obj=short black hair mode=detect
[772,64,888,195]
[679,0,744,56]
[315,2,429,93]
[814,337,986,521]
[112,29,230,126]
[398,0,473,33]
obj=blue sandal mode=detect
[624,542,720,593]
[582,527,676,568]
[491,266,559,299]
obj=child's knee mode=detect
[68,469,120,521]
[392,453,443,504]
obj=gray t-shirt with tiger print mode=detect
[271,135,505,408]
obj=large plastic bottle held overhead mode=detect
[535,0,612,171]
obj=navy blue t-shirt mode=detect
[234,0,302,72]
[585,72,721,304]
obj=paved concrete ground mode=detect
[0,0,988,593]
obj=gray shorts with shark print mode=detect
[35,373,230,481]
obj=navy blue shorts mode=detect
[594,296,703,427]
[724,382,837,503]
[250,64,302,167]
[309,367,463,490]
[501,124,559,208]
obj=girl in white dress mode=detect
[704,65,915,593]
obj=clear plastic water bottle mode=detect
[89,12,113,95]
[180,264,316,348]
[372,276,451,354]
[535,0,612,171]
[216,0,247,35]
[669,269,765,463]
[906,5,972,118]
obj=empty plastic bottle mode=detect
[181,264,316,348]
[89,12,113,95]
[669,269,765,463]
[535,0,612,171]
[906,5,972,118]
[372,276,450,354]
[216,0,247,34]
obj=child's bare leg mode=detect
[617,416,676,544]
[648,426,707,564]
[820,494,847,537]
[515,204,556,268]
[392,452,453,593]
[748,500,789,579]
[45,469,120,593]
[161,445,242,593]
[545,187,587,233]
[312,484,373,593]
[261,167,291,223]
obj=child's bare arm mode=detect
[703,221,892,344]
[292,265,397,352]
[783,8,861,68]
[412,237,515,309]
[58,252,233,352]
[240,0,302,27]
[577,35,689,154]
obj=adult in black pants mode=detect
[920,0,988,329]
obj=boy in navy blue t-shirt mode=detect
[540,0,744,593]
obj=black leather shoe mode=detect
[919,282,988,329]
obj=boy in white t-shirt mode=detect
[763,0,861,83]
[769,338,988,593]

════════

#### YOUR TASK:
Write these lines as a numbered list, leaving out any blank lines.

#### COMPLETED EXERCISE:
1. obj=short black hair mode=detect
2. [772,64,888,195]
3. [679,0,744,56]
4. [315,2,429,93]
5. [814,337,986,521]
6. [112,29,230,126]
7. [398,0,473,33]
8. obj=blue sandal mode=detect
9. [624,542,720,593]
10. [582,527,676,568]
11. [491,266,559,299]
12. obj=child's knee mode=detect
13. [68,469,120,521]
14. [392,453,443,504]
15. obj=gray t-shirt with tiger print mode=detect
16. [271,135,505,408]
17. obj=large plastic bottle held overhead mode=detect
18. [535,0,612,171]
19. obj=navy blue t-shirt mode=detect
20. [234,0,302,72]
21. [585,72,721,304]
22. obj=paved concrete ground mode=detect
23. [0,0,988,593]
24. obj=gray shorts with shark print mode=detect
25. [35,373,230,481]
26. obj=navy blue shorts mode=detect
27. [594,296,703,427]
28. [724,382,837,503]
29. [250,64,302,167]
30. [309,367,463,490]
31. [501,124,559,208]
32. obj=girl in white dress mode=detect
33. [704,65,915,593]
34. obj=clear plastic water bottle mode=detect
35. [89,12,113,95]
36. [180,264,316,348]
37. [372,276,451,354]
38. [535,0,612,171]
39. [216,0,247,35]
40. [669,269,765,463]
41. [906,5,972,118]
42. obj=empty plastic bottle mode=detect
43. [181,264,316,348]
44. [89,12,113,95]
45. [669,269,765,463]
46. [535,0,612,171]
47. [906,5,972,118]
48. [372,276,450,354]
49. [216,0,247,34]
50. obj=child's bare leg mode=detect
51. [617,416,676,544]
52. [648,426,707,564]
53. [820,494,847,537]
54. [515,204,556,268]
55. [392,452,453,593]
56. [748,500,789,579]
57. [45,469,120,593]
58. [161,445,242,593]
59. [545,187,587,233]
60. [312,484,373,593]
61. [261,167,291,223]
62. obj=child's bare arm mode=detect
63. [703,221,892,344]
64. [292,265,397,352]
65. [783,8,861,68]
66. [412,237,515,309]
67. [58,252,233,352]
68. [240,0,302,27]
69. [577,35,689,154]
70. obj=adult in black pants mode=detect
71. [920,0,988,329]
72. obj=boy in navy blue t-shirt mode=detect
73. [540,0,744,593]
74. obj=black leather shoe mode=detect
75. [919,282,988,329]
76. obj=boy in white t-shirt mode=detect
77. [763,0,861,83]
78. [769,338,988,593]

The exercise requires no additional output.